== Segment start ==

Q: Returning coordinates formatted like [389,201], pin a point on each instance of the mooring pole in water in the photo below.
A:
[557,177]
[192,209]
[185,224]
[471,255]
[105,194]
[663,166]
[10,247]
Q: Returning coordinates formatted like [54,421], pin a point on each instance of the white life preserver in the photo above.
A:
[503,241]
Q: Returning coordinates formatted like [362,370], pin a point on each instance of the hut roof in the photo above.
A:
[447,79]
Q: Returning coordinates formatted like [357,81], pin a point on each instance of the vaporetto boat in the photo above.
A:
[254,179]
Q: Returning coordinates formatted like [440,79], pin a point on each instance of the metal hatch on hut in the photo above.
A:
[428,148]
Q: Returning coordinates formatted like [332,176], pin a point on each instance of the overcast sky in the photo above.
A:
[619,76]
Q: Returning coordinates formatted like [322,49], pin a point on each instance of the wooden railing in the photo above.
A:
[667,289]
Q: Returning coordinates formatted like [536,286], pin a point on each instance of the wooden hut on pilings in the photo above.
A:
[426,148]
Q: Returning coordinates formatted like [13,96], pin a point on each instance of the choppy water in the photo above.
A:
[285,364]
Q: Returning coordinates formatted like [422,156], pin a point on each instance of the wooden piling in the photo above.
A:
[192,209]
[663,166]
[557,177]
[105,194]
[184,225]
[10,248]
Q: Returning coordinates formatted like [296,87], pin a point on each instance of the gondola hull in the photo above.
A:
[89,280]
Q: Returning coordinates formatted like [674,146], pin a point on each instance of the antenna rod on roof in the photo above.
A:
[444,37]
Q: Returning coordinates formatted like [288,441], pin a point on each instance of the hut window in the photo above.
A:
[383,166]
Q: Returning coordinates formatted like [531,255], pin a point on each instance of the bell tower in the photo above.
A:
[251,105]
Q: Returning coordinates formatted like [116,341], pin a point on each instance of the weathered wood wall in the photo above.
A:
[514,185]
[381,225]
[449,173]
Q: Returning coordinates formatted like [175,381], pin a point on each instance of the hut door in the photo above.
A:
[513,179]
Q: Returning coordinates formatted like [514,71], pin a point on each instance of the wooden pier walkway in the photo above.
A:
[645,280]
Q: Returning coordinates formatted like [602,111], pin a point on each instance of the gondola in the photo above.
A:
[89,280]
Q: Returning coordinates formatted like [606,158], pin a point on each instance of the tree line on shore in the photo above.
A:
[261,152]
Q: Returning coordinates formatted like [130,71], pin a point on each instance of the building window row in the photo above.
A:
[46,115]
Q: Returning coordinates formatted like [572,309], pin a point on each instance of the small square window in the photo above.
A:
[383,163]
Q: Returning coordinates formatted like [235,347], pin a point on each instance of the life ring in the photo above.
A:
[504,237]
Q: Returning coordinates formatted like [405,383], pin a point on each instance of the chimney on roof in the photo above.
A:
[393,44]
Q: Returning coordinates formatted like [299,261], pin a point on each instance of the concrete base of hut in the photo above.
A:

== Segment end ==

:: REQUIRED ACTION ::
Each entry should be duplicated exactly as it was given.

:: SOLUTION FOR THIS PROBLEM ::
Q: Returning coordinates formatted like [389,201], pin a point on each instance of the mooring pole in water in the photo below.
A:
[557,177]
[192,209]
[185,224]
[471,255]
[105,194]
[663,166]
[10,247]
Q: Returning coordinates formatted like [54,421], pin a point on each instance of the white life preserver in the photo above.
A:
[503,241]
Q: Returning coordinates formatted like [362,370], pin a point on each instance of the hut roof in the photo above.
A:
[447,79]
Q: Returning coordinates formatted like [357,81], pin a point on each instance of the vaporetto boat in the photo above.
A:
[254,179]
Q: Returning coordinates formatted like [440,79], pin a point on each instance of the metal hatch on hut in the photo above.
A:
[428,148]
Q: Returning coordinates formatted like [332,176], pin a point on each instance of the overcast sky in the photo above.
A:
[619,76]
Q: Returning coordinates formatted like [322,49], pin a point on each instance of the wooden railing in the photo above.
A:
[667,289]
Q: Returning coordinates formatted like [536,286], pin a point on each instance of the wooden hut on pilings in the photo above.
A:
[426,148]
Q: Returning coordinates formatted like [13,96], pin a point on each instance of the choppy water in the photo above.
A:
[285,364]
Q: Returning coordinates formatted like [422,156], pin a point on each instance of the wooden piling in the photo above.
A:
[192,209]
[663,166]
[557,177]
[105,194]
[184,225]
[10,248]
Q: Returning coordinates formatted like [296,87], pin a point on each instance of the gondola hull in the photo above.
A:
[89,280]
Q: Returning coordinates formatted like [674,146], pin a point on each instance of the antenna rod on roof in the photo above.
A:
[444,37]
Q: Returning coordinates formatted like [288,441], pin a point on each instance of the hut window in the photo above.
A:
[383,166]
Q: Returning coordinates formatted like [531,255], pin a point on each instance of the bell tower in the photo above.
A:
[251,105]
Q: Returning coordinates formatted like [116,341], pin a point on each instance of the weathered wood wall in the photo above.
A:
[514,185]
[381,225]
[449,173]
Q: Returning coordinates formatted like [175,381], pin a point on each instance of the hut door in the photo above.
A:
[513,179]
Q: Returning coordinates formatted like [514,71], pin a point on each instance of the wooden pier walkway in the photo above.
A:
[645,280]
Q: Returning coordinates formatted like [602,111], pin a point on each instance of the gondola in the photo above.
A:
[89,280]
Q: Returning coordinates formatted like [606,158], pin a point on each instance of the tree line on shore in the photo above.
A:
[261,152]
Q: Returning coordinates formatted like [130,71], pin a point on each instance of the building window row in the photo above.
A:
[46,115]
Q: Returning coordinates formatted like [572,309], pin a point on each instance of the small square window in the photo above.
A:
[383,163]
Q: Returning coordinates formatted like [235,347], pin a point on each instance of the life ring in the photo above.
A:
[504,237]
Q: Returning coordinates formatted like [405,383], pin a point on each instance of the chimney on roof in the photo above.
A:
[393,44]
Q: Returning coordinates formatted like [299,261], pin a point on each instance of the concrete base of hut in the photo above.
A:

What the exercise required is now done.